Set exercise: Count the lines in the material below that contain the string "this", treating uppercase and lowercase as distinct, and reply with the number alone.

Record list:

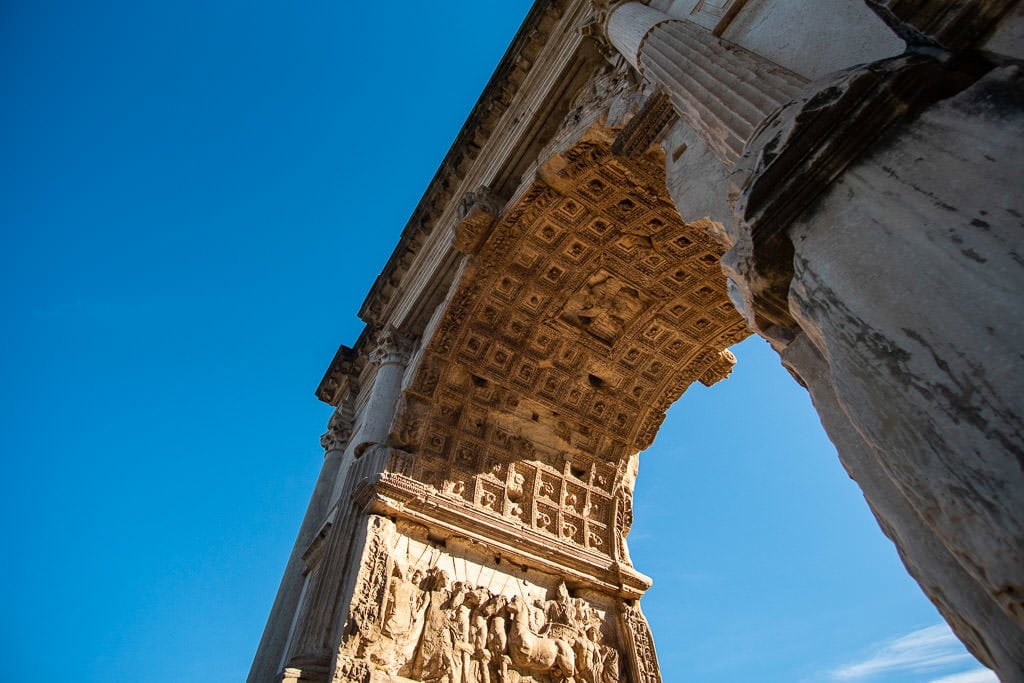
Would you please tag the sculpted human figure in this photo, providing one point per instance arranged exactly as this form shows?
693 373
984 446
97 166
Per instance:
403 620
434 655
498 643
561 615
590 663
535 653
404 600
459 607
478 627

...

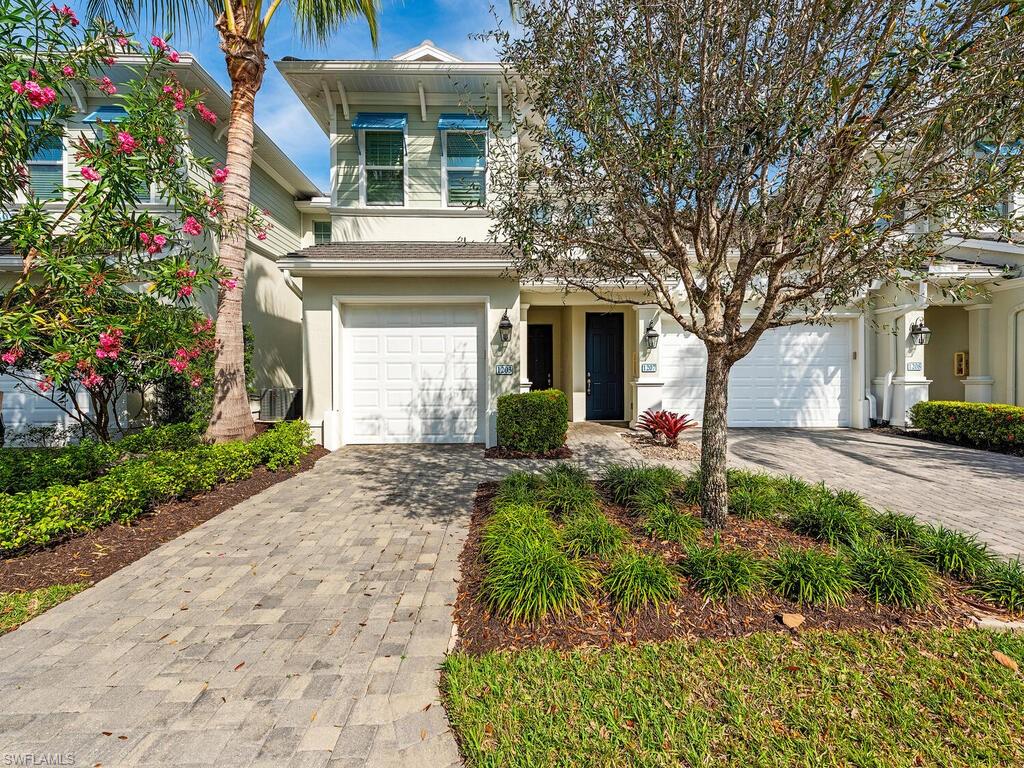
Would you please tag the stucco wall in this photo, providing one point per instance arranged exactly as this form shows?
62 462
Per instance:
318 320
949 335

Reply to the task: 2